◆ Supplied text
───
By contrast, any conceptual device that is perceived as analogous to the idea of self-determination is abhorred by many national governments in Africa. Most believe that such power, if ceded to tribes as a sovereign unit, would set the stage for political unrest within the national structure, instigate disunity, and subvert the nation-building efforts of the national governments. This point is fairly exemplified by the persistent objection by African countries to the adoption of UNDRIP, largely based on general animus for the underlying concept and the need to qualify the self-determination right contained in the Declaration. Most of the opposing countries became more supportive only when a clarifying proviso was added to the final draft. The proviso, contained in Article 46 of UNDRIP, states:
Nothing in the Declaration may be interpreted as implying for any State, people, group or person any right to engage in any activity or to perform any act contrary to the Charter of the United Nations or construed as authorizing or encouraging any action which would dismember or impair, totally or in part, the territorial integrity or political unity of sovereign and independent States.
The foregoing provisions were accepted by the African Commission on Human and Peoples' Rights (ACHPR) as adequate to guarantee the inviolability of the integrity of the nation-states within the continent.
In Nigeria, governmental powers, as prescribed by the Constitution, are hierarchically structured among federal, state, and local governments. Any authority put in place by the tribes lacks tangible meaning because they are subject to the superior powers of the local government council where their tribal lands are located. According to the Constitution, it is the duty of the respective local government councils to participate in economic planning and development of the area ascribed to it by law, and to this end, an economic planning board shall be established by the House of Assembly. Under this mandate, governmental structures put in place by tribal elders lack the authority and jurisdictional reach enjoyed by Native American tribes.
───
◆ What the task requires
Return verbatim the portion of the passage above on self-determination in Africa that falls between "The foregoing provisions" and "within the continent.", inclusive.

◆ Dataset rows
───
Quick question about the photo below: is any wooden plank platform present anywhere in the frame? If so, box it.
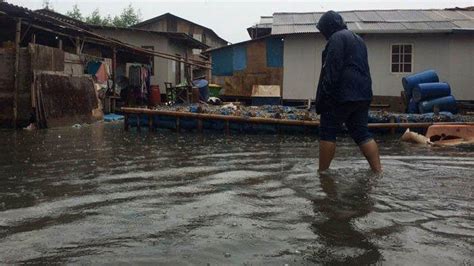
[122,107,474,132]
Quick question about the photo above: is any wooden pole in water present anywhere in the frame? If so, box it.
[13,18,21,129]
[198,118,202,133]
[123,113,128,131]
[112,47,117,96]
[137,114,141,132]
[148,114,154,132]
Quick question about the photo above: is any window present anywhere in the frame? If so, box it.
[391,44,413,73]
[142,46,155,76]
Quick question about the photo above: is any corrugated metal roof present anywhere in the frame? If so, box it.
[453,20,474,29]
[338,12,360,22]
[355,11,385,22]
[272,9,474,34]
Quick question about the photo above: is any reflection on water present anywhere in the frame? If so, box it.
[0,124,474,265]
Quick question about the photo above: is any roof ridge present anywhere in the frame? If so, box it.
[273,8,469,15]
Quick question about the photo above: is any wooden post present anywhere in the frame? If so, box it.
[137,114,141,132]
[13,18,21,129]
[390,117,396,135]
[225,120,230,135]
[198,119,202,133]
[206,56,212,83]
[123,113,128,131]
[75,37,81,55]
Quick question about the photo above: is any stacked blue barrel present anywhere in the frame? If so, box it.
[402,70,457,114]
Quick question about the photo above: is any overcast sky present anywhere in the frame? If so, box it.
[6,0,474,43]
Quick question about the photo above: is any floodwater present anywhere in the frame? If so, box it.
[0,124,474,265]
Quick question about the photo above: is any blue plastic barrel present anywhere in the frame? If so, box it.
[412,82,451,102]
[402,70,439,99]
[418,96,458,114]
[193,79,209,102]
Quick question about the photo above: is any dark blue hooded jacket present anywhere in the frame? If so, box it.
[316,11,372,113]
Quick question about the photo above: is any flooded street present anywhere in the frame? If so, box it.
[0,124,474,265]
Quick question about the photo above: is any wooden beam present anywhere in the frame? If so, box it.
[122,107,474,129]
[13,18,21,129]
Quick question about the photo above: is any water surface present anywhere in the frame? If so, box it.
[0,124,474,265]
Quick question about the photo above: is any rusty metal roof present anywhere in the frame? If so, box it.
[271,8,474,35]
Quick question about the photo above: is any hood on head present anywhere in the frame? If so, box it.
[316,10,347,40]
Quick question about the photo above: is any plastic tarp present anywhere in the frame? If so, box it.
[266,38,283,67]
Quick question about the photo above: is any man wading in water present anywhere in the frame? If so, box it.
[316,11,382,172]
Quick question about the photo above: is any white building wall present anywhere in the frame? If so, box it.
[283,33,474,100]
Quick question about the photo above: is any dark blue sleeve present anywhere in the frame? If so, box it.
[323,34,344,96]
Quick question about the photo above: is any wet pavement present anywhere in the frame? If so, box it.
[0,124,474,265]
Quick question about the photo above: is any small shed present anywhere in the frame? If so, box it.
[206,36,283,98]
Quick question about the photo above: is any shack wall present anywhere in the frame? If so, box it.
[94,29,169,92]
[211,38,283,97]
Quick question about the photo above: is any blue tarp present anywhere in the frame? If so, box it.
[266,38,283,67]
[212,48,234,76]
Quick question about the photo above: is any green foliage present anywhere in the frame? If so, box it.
───
◆ Worked solution
The foregoing provisions were accepted by the African Commission on Human and Peoples' Rights (ACHPR) as adequate to guarantee the inviolability of the integrity of the nation-states within the continent.